### What is asked
Copy out the data word for word, from its first line through the line containing "query: the noun phrase to segment: dark", including both of those lines.
|---|
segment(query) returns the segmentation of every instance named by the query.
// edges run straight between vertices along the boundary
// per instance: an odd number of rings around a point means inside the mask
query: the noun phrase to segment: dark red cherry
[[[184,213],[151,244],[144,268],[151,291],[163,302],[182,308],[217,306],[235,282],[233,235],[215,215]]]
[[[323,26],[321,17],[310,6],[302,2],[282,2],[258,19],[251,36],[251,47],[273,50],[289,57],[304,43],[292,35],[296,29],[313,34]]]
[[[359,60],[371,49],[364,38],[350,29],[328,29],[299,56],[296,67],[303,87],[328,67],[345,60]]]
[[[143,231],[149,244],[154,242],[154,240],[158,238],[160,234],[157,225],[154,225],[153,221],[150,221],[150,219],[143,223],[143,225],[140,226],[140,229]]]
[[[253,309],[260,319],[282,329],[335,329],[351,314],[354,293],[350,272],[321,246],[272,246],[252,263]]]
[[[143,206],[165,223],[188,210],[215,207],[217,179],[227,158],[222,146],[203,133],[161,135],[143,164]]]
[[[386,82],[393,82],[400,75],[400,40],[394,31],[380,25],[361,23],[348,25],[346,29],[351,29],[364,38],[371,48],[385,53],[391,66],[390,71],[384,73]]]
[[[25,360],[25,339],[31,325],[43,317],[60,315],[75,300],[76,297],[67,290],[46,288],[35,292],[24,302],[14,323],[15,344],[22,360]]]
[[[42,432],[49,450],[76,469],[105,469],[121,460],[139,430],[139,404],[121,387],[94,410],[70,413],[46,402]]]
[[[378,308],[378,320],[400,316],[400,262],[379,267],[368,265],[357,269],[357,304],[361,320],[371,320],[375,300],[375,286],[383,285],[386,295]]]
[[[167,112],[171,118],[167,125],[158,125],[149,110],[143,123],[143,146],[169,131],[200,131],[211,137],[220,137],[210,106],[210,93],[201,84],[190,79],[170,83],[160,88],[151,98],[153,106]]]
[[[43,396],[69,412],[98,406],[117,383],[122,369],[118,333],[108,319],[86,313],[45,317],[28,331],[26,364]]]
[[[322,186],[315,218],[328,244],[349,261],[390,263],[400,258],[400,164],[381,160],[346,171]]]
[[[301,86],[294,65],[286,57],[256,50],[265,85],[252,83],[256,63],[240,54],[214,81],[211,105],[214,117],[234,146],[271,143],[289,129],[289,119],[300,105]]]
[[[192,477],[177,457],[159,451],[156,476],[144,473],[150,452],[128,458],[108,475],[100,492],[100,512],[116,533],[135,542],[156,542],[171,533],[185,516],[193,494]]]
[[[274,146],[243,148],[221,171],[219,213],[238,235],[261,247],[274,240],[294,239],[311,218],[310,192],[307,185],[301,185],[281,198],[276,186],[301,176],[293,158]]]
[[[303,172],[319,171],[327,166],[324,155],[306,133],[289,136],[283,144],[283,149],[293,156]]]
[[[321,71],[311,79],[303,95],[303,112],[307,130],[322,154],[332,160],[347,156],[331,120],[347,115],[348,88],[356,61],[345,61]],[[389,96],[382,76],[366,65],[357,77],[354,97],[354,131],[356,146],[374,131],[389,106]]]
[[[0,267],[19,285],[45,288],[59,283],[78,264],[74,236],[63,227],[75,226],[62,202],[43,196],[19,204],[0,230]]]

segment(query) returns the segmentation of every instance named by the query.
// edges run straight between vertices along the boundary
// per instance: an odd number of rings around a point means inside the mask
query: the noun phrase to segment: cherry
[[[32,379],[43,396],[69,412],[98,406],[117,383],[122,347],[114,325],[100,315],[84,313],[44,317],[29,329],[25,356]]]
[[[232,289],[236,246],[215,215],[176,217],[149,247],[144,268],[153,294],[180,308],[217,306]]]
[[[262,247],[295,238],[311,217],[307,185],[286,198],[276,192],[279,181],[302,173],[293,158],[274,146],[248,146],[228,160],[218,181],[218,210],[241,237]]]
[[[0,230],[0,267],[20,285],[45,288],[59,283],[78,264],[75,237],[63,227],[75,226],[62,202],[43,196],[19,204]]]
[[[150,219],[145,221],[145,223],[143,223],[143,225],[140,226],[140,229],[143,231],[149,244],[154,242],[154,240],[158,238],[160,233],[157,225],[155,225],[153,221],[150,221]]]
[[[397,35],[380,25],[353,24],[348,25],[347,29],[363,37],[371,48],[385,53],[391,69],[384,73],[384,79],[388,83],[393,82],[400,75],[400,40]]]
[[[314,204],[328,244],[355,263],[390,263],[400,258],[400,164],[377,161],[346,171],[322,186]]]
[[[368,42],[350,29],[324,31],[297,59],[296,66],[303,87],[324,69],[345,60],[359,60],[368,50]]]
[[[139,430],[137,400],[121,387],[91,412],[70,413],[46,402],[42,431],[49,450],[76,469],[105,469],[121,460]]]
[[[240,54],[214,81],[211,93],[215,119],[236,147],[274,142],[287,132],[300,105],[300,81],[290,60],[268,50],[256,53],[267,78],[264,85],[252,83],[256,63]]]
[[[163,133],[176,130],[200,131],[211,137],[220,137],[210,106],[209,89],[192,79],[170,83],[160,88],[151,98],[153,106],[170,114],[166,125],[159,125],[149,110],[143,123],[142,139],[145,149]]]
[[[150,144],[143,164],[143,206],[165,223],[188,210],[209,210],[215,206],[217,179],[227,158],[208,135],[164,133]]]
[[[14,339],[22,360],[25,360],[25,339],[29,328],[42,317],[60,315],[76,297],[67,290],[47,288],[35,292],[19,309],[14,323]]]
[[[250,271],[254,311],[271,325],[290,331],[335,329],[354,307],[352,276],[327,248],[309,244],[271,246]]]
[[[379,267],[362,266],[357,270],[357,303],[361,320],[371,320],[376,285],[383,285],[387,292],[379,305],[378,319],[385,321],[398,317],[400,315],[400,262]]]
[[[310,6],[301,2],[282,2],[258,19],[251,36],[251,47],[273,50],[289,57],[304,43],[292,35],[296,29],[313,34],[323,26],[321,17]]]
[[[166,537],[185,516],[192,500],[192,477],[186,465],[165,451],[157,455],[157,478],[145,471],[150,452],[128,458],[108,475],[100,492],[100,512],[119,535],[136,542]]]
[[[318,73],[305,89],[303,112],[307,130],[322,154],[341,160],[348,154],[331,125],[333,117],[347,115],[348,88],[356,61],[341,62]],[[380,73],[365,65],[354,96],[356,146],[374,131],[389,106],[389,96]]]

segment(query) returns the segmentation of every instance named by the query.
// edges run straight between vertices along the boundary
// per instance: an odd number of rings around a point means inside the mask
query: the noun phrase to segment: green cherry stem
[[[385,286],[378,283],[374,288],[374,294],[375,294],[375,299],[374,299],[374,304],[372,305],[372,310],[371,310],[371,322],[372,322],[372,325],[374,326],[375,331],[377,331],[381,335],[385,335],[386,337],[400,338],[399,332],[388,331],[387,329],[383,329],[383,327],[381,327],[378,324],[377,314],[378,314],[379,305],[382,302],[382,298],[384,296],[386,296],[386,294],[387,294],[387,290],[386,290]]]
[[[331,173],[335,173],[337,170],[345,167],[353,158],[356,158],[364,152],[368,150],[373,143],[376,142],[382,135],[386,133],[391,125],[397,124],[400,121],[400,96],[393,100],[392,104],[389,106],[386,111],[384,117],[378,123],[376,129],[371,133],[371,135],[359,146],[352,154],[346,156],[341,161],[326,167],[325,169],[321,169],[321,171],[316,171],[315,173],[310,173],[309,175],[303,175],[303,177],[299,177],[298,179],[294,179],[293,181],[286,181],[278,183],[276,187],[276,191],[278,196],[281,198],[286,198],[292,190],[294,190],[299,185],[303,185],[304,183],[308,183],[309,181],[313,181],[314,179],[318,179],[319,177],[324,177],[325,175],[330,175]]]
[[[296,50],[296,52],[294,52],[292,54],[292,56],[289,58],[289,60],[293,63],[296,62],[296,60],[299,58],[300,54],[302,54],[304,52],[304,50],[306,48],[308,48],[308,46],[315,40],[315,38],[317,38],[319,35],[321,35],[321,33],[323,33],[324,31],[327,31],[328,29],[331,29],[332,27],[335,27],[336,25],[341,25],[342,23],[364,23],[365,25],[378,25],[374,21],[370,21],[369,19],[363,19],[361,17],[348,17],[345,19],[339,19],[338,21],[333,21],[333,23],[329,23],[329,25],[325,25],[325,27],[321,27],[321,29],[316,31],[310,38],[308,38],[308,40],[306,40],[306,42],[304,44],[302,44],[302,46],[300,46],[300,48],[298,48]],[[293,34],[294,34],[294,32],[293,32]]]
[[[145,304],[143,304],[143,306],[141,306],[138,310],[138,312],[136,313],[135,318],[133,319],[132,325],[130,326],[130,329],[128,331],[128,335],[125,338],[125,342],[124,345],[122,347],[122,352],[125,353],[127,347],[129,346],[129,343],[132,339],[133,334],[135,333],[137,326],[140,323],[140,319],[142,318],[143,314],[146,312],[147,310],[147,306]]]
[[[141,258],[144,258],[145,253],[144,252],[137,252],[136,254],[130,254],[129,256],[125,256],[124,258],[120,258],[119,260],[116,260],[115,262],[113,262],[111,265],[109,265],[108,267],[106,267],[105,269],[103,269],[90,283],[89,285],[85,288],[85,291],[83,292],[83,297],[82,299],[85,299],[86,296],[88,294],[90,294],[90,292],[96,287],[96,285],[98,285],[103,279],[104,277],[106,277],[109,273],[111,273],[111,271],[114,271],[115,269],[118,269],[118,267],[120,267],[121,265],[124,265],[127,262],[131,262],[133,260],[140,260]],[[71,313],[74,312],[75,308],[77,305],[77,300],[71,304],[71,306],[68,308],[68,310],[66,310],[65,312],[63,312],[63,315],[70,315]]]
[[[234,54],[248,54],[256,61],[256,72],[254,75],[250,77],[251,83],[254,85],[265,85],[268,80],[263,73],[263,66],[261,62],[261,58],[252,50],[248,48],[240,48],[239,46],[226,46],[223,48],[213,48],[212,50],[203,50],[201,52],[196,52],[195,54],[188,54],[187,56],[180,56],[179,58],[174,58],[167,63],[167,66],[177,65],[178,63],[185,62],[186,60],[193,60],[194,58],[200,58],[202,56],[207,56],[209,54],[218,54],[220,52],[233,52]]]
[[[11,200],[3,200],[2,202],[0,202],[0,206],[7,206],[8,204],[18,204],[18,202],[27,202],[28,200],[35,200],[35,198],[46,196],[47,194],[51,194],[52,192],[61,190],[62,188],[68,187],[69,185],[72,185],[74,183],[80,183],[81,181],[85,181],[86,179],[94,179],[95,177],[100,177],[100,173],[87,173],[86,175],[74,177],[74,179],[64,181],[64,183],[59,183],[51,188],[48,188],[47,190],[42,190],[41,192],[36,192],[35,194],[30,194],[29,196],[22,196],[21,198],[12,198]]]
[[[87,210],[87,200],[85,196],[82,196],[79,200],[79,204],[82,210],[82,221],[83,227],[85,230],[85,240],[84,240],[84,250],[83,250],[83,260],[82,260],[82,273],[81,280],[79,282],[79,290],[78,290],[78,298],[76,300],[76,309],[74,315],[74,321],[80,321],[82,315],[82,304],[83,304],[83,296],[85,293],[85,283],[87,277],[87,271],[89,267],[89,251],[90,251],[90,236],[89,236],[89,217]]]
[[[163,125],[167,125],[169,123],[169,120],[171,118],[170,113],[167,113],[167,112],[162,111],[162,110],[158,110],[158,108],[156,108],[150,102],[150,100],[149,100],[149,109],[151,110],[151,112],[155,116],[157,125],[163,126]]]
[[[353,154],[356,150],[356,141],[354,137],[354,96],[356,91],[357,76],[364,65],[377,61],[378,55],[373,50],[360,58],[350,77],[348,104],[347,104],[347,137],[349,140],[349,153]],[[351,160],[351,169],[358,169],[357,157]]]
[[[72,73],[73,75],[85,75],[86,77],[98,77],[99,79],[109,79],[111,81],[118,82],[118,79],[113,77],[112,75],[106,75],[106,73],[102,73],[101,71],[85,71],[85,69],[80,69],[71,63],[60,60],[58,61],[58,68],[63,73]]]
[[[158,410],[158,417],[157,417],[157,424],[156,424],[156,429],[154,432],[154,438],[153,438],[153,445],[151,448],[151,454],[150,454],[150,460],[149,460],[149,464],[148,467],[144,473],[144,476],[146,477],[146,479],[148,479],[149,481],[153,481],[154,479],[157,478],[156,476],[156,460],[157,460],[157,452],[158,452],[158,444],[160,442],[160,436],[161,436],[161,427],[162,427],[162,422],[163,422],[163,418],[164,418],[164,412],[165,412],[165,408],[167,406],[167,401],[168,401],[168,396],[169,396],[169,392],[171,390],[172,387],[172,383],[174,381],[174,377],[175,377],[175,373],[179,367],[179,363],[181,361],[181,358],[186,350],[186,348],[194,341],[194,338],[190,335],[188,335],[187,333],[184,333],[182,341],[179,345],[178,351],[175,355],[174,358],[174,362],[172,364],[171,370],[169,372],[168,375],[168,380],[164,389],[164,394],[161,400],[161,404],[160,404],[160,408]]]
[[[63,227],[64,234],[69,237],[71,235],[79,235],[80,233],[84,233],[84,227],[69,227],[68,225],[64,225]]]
|---|
### Completed task
segment(query) returns the segmentation of every instance named by the query.
// edges run straight between vertices along the boundary
// per instance: an odd number of rings around a point means inside the mask
query: the noun phrase to segment: dark red cherry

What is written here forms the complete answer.